**Required work:** Find the string "below" in the records. Copy every line it appears in.

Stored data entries
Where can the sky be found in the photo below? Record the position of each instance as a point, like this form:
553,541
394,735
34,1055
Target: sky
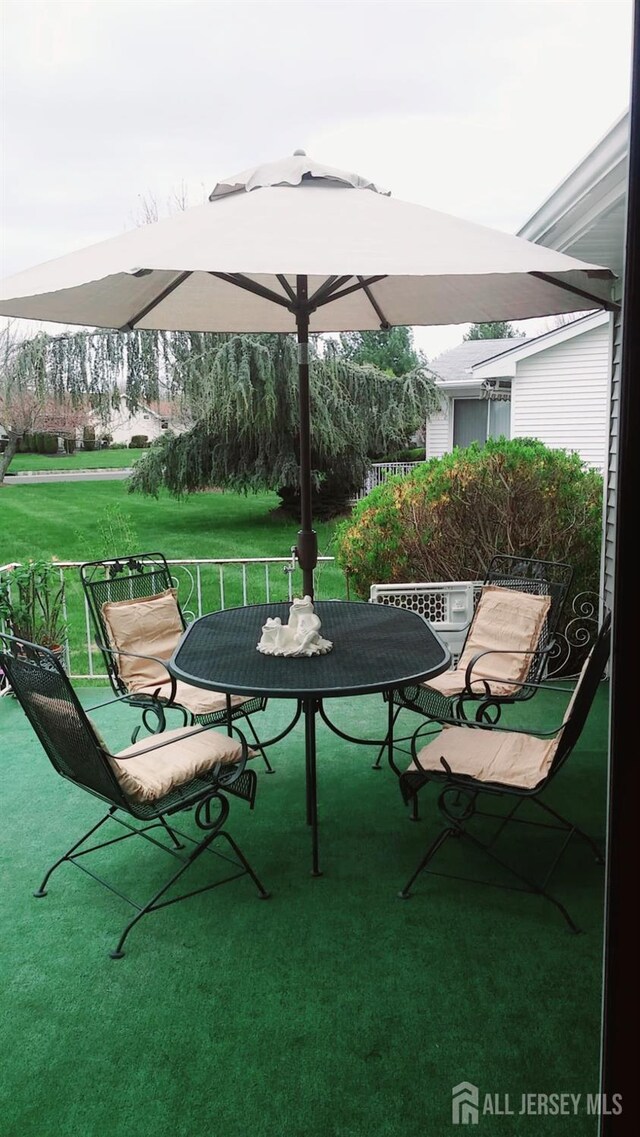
476,108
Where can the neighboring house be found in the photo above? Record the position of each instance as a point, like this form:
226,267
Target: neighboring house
123,424
554,388
586,217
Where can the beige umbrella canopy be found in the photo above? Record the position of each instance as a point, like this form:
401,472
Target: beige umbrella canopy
296,246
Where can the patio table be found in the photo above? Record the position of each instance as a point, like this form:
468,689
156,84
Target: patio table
376,648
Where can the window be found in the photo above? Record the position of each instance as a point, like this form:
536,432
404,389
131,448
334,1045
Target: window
476,420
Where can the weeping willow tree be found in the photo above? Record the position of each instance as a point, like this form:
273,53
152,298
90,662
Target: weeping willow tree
244,401
240,393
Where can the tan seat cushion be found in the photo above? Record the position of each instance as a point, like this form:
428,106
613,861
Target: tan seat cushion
194,698
149,777
506,621
150,625
522,761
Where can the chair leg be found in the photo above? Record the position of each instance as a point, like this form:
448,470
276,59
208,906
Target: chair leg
152,905
531,885
384,747
259,745
597,852
42,890
404,894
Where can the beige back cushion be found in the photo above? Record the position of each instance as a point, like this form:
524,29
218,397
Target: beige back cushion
505,619
150,625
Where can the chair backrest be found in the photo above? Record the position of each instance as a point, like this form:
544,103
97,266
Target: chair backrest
534,578
548,578
58,719
138,577
584,693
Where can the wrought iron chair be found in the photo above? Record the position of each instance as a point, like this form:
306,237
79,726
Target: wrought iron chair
148,782
138,623
508,645
473,758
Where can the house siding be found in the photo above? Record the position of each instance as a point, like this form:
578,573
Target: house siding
438,436
611,489
559,396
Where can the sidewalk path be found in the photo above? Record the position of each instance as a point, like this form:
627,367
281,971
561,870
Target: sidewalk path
40,476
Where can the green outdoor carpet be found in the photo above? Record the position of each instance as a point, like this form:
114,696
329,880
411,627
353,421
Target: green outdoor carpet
332,1010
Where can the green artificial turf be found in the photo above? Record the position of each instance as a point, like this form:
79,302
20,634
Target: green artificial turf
332,1010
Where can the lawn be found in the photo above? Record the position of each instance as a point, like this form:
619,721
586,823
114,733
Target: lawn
86,521
82,459
66,521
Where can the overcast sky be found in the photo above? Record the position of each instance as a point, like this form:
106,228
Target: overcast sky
475,108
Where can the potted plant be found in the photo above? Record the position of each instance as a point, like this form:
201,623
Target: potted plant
32,604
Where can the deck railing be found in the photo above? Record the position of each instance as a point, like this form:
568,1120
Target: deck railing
204,584
381,471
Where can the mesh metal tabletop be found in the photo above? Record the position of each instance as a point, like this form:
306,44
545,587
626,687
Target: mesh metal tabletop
375,648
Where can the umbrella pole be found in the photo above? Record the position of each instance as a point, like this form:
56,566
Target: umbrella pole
307,547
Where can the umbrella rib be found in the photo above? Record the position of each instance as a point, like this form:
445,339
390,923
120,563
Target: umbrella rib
354,288
154,304
250,285
383,321
287,287
608,305
327,288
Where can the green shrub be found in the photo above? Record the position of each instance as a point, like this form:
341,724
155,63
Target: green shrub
447,519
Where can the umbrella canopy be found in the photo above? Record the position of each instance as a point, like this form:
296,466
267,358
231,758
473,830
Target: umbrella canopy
296,246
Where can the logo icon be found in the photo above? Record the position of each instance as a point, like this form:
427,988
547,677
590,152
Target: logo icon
465,1101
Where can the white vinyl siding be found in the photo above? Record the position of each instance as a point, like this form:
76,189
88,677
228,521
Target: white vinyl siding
560,396
611,498
439,432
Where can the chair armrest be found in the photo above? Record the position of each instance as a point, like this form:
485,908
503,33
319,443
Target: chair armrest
138,655
464,724
234,769
487,679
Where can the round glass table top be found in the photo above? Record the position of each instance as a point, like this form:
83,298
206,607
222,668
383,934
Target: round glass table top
376,647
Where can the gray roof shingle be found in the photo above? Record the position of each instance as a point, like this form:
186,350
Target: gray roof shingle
454,364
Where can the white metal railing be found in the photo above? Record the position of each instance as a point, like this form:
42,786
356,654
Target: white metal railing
204,583
380,471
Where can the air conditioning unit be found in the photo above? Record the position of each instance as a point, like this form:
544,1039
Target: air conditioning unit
497,389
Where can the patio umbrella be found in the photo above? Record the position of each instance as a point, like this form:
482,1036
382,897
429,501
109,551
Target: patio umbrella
294,246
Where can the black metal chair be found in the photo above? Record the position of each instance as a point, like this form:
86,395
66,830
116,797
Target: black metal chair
473,758
135,655
480,686
148,782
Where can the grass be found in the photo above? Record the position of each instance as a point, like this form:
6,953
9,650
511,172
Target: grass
86,521
82,459
332,1010
65,521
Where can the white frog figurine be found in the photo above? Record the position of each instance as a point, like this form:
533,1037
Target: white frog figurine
299,637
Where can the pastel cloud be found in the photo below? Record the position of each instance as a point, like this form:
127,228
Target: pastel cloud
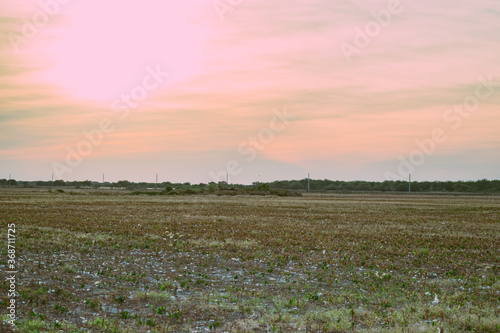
228,77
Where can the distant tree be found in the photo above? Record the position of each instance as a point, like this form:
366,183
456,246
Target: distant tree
59,182
124,183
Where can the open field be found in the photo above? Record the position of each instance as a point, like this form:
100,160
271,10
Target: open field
101,262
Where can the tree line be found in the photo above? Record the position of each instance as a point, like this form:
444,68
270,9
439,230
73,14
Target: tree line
315,185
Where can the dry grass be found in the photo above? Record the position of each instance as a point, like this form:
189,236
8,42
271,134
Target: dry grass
318,263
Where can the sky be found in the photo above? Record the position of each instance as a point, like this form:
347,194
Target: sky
249,90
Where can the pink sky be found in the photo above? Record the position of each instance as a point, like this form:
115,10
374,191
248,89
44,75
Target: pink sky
351,119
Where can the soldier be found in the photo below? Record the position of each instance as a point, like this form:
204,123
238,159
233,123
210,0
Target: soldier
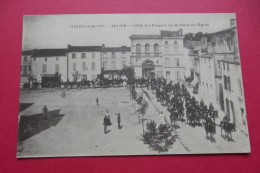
45,112
118,120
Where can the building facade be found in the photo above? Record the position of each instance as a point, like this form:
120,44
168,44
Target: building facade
49,65
84,62
25,65
158,55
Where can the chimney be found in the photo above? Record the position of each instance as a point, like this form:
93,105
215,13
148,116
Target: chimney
233,22
180,32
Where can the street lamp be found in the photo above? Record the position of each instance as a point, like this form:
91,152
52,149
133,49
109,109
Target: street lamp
143,119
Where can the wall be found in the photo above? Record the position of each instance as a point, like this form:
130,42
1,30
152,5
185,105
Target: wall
37,66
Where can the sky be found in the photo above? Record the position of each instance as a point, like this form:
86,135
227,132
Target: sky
58,31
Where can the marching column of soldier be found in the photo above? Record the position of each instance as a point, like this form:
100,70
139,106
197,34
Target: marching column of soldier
179,103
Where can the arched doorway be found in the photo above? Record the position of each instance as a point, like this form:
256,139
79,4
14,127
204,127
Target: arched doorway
148,69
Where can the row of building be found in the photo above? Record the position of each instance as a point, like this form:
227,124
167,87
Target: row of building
74,63
213,65
216,72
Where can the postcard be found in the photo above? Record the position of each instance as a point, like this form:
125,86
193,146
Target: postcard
131,84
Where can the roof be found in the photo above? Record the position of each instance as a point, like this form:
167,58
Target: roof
84,48
192,44
27,52
224,31
120,49
163,34
154,36
232,59
49,52
171,33
206,56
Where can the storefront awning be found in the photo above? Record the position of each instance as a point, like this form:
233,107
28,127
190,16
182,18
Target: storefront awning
195,81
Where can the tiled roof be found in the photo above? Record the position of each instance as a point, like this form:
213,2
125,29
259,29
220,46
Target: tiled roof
155,36
192,44
120,49
49,52
233,59
84,48
27,52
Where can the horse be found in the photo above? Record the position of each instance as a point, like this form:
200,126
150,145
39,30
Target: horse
210,127
228,128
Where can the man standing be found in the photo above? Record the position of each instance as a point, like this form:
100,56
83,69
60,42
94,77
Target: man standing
118,120
105,124
45,112
97,101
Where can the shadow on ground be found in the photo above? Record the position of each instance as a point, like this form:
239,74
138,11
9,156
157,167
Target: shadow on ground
34,124
24,106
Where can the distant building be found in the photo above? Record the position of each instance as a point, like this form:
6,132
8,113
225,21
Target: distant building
114,59
158,55
25,65
84,62
49,65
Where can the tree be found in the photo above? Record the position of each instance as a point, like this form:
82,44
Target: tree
159,139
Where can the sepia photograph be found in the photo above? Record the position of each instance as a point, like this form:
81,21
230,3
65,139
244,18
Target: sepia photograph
131,84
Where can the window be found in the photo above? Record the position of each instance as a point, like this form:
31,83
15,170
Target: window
156,49
123,63
113,55
93,66
147,49
167,62
84,67
83,55
175,50
105,55
240,86
44,68
176,62
168,75
177,75
229,83
113,65
227,107
57,68
105,65
138,50
166,50
225,82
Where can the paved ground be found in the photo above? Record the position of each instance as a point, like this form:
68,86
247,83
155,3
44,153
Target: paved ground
194,138
75,126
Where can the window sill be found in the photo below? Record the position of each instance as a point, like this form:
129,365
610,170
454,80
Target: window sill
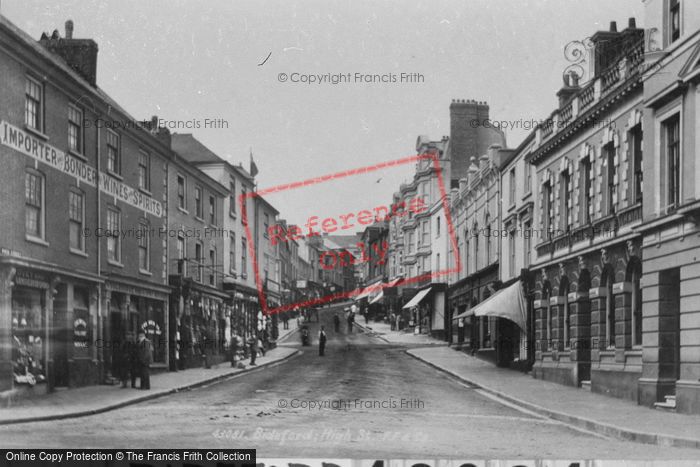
36,132
78,252
77,155
115,175
37,240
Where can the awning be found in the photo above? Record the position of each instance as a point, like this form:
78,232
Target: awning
508,303
377,298
417,298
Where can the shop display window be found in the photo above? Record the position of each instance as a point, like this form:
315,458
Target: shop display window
28,336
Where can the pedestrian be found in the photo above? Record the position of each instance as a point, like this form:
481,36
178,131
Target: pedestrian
123,361
253,346
145,358
321,341
336,323
351,319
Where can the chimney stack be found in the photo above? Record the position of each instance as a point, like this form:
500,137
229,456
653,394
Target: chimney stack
79,54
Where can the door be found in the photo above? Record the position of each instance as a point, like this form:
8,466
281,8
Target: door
60,337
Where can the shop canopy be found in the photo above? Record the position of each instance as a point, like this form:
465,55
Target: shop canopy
376,299
417,298
508,303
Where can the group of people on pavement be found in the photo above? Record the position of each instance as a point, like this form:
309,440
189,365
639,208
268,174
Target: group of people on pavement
135,362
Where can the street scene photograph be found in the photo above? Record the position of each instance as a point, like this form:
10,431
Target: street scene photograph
323,233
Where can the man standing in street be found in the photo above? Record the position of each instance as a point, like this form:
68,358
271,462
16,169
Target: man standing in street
253,347
336,323
321,341
145,358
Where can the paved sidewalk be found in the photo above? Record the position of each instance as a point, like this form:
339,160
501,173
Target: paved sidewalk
606,415
90,400
383,331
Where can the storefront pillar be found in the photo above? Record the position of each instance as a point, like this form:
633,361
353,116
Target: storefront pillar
7,275
580,335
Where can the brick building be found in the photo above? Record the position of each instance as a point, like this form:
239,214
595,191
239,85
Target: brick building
670,373
67,287
200,311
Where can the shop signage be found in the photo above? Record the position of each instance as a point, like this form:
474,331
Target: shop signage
151,328
31,279
34,147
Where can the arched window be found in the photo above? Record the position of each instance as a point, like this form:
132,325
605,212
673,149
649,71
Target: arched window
634,275
607,280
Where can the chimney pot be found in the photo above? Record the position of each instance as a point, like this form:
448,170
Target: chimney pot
69,29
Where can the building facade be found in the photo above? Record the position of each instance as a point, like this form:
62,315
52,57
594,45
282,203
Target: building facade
670,368
588,203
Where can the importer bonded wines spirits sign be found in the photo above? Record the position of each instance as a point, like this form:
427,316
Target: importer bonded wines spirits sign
34,147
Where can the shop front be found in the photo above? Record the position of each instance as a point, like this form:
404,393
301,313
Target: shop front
48,329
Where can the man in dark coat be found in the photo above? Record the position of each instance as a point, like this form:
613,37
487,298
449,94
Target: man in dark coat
145,358
321,341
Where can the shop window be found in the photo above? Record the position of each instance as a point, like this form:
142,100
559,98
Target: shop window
75,129
34,204
82,329
114,156
33,104
114,240
76,220
28,332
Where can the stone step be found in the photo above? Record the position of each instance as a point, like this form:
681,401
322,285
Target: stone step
668,405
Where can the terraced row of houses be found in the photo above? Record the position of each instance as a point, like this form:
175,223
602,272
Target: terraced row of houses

**Result for this exercise:**
Where can the sky be found in the photo below? Record the position of each instance as a point, like this form:
Where can the pastel cloud be found in the photo below? Record the position of each instance as a point, like this form:
Where can the soldier be found in the photo below? Record the position of each instance as a point, like this form:
Where can the window sill be found in the photo below? Record the position of each instance as a point, like this form:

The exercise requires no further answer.